┌──

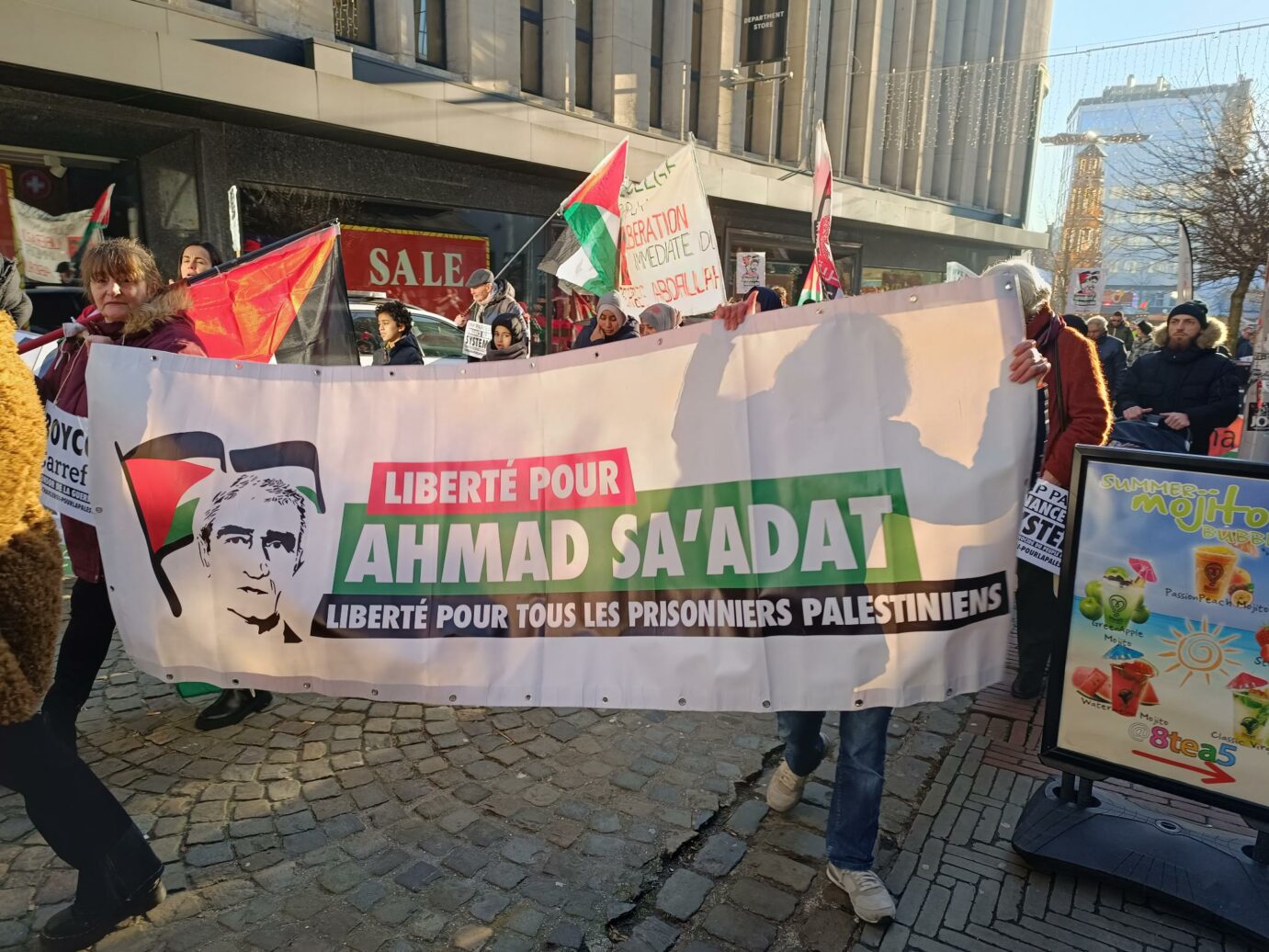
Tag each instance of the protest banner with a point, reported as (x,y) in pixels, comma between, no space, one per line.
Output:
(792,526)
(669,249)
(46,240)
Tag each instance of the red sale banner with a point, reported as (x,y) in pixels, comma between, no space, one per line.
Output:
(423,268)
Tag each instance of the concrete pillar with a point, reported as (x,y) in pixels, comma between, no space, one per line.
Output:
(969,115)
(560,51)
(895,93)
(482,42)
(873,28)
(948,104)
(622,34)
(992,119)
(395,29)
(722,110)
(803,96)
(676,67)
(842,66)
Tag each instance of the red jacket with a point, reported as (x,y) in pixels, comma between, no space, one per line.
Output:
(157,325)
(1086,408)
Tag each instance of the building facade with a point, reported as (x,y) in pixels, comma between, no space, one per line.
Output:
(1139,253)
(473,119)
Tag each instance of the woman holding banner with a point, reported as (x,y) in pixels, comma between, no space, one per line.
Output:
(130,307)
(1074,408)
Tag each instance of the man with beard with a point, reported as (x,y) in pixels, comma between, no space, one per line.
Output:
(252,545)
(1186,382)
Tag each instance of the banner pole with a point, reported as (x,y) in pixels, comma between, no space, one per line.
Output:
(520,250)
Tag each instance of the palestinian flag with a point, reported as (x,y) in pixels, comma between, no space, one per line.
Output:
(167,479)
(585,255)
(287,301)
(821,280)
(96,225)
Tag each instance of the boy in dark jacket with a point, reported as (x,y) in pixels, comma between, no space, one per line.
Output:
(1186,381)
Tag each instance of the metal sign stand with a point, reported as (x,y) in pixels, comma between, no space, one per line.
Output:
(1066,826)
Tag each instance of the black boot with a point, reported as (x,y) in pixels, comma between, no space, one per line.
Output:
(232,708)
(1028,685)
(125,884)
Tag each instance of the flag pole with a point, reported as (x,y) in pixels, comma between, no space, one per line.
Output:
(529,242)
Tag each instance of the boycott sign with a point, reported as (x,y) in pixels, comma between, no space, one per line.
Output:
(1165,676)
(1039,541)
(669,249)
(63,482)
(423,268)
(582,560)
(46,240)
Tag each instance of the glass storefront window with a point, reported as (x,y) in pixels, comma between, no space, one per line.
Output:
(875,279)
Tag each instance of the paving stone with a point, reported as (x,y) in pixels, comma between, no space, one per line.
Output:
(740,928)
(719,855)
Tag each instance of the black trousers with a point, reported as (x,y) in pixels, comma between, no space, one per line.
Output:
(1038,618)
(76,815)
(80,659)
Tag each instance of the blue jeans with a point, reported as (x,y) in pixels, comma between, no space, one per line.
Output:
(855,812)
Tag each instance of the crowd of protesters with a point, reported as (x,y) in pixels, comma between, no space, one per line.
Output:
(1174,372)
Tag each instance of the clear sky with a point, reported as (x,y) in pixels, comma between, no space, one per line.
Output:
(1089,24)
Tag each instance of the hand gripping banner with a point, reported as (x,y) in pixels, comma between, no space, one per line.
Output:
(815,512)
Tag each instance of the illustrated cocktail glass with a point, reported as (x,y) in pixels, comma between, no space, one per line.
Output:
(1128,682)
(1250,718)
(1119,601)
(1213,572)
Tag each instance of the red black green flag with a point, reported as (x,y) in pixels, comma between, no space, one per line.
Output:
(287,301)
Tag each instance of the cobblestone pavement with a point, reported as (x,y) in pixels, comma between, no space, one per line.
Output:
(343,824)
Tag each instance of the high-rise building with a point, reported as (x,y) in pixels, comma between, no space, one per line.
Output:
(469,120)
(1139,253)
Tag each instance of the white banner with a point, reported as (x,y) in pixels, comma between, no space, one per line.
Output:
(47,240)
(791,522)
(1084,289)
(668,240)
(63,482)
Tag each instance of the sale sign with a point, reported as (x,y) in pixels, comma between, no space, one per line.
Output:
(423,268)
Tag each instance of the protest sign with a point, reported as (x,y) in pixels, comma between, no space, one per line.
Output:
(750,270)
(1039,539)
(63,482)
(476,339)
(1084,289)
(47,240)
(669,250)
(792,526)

└──

Work instructions. Render every line of the records above as a JSON list of strings, one string per line, omitting blank lines and the pictures.

Exercise response.
[
  "Tag each instance of the protest banner with a point, reported as (x,y) in pixels, comma between, no space, one per line.",
  "Output:",
  "(792,526)",
  "(669,249)",
  "(46,240)",
  "Tag each instance of the red sale banner with a point, reported as (x,y) in pixels, comma between, no space, one per line.",
  "Output:",
  "(423,268)",
  "Tag each instance of the concrete pillar with a point, reported as (x,y) in pixels, comma between, no space, one per line.",
  "Output:",
  "(969,115)",
  "(560,51)",
  "(895,93)",
  "(482,42)",
  "(873,28)",
  "(948,104)",
  "(622,34)",
  "(992,119)",
  "(395,29)",
  "(722,110)",
  "(803,96)",
  "(676,67)",
  "(842,66)",
  "Tag each instance of the red jacket with a point, reported as (x,y) in pixels, comma between, no space, one per line.",
  "Output:",
  "(157,325)",
  "(1086,408)",
  "Tag each instance of the building facade with a point, reported as (x,y) in pixels, comma between, no space, one per line.",
  "Output:",
  "(1139,253)",
  "(473,119)",
  "Tag each instance of the woman holding banner with a point, reported as (x,y) in pixels, comma between, no space, one per line.",
  "Output:",
  "(130,307)",
  "(1074,408)",
  "Tag each instance of the man with beard with a point, reported as (x,y) in pixels, comma between, no space, one per line.",
  "Output:",
  "(252,545)",
  "(1186,382)",
  "Tag each instance of the banner pole with a point, reported as (x,y) in pixels, comma between, no space, one per line.",
  "Output:",
  "(520,250)",
  "Tag each instance of the palestinian flag with a point, reported as (x,y) in pixels, comma between, no space, one per line.",
  "Output:",
  "(167,479)",
  "(585,255)",
  "(287,301)",
  "(821,280)",
  "(96,225)",
  "Tag each instance of the boy in dark jacket with a point, reported as (x,y) in pixels, comma between, no space, one per line.",
  "Output:",
  "(1186,381)",
  "Tag each instance of the metal sign stand with a point, reported as (x,y) in pixels, comma between, no space, one per line.",
  "Output:",
  "(1066,826)",
  "Tag each instance of the black boot with a point, reported as (x,y) in pixels, comma between, no space, one per line.",
  "Output:",
  "(232,708)",
  "(1028,685)",
  "(125,884)",
  "Tag each instance of the flag pole with a point, reported as (x,y) in pixels, comma between, no space, one per line.",
  "Output:",
  "(529,242)",
  "Tag each instance of the boycott sign with a point, reported as (x,y) in pixels, comma between, no space, one per line.",
  "Output:",
  "(1165,676)",
  "(1039,541)",
  "(669,249)",
  "(63,482)",
  "(423,268)",
  "(582,560)",
  "(46,240)",
  "Tag each instance of the glass storefront window with a point, reported as (x,y) in pixels, comma between, no space, one per line.",
  "Output:",
  "(875,279)",
  "Tag each instance of the paving stone with a point, reported as (x,y) in pixels, comma between, no space, one per line.",
  "Output:",
  "(740,928)",
  "(719,855)",
  "Tag each instance of the black trousers with a point, reported as (x,y) in pixels, comma between, no space, one per line.",
  "Output:",
  "(1038,618)",
  "(76,815)",
  "(80,659)",
  "Tag each instance of the blue jeans with a point, reported as (x,y) in pixels, comma between, no space, one per line.",
  "Output:",
  "(855,812)",
  "Tag each instance of the crowd of protesters with a point, reported as (x,y) in pixels, comma between, no space, one per line.",
  "Output:",
  "(1174,372)",
  "Tag each instance of the clear sky with a point, reported as (x,y) in pixels, comma between, no space, one per line.",
  "Output:",
  "(1089,24)",
  "Tag each instance of the hand gripping banner with a point, reported as (x,y) in pixels, comma between, no space, one per line.",
  "Output:",
  "(815,512)",
  "Tag each instance of the illustrated cocktail glass with a point, reported as (x,y) in pixels, comma between, no space, one per line.",
  "Output:",
  "(1128,682)",
  "(1250,718)",
  "(1119,601)",
  "(1213,572)",
  "Tag each instance of the red black green flag with a point, reported as (x,y) in pixels, comma between, no space, one per line.",
  "Output:",
  "(287,301)",
  "Tag each instance of the cobblestone pavement with a point, reported as (x,y) in pixels, comma between, no space, one per line.",
  "Output:",
  "(343,824)",
  "Tag each instance of the high-rise building with a point, reported as (x,y) in pixels, comma between, no space, one per line.",
  "Output:",
  "(469,120)",
  "(1139,253)",
  "Tag each instance of the white banner with a point, reported as (x,y) in pixels, comma between, no space, one per line.",
  "Output:",
  "(47,240)",
  "(791,522)",
  "(1084,289)",
  "(668,240)",
  "(63,482)",
  "Tag each instance of the sale sign with a point, reported as (x,y) in pixels, comma between, no space, one per line.",
  "Output:",
  "(423,268)",
  "Tag each instance of the protest sign with a point, reported as (x,y) in pixels, comma between, no space, one per line.",
  "Output:",
  "(750,270)",
  "(1039,539)",
  "(63,482)",
  "(476,339)",
  "(1084,289)",
  "(47,240)",
  "(669,250)",
  "(792,526)"
]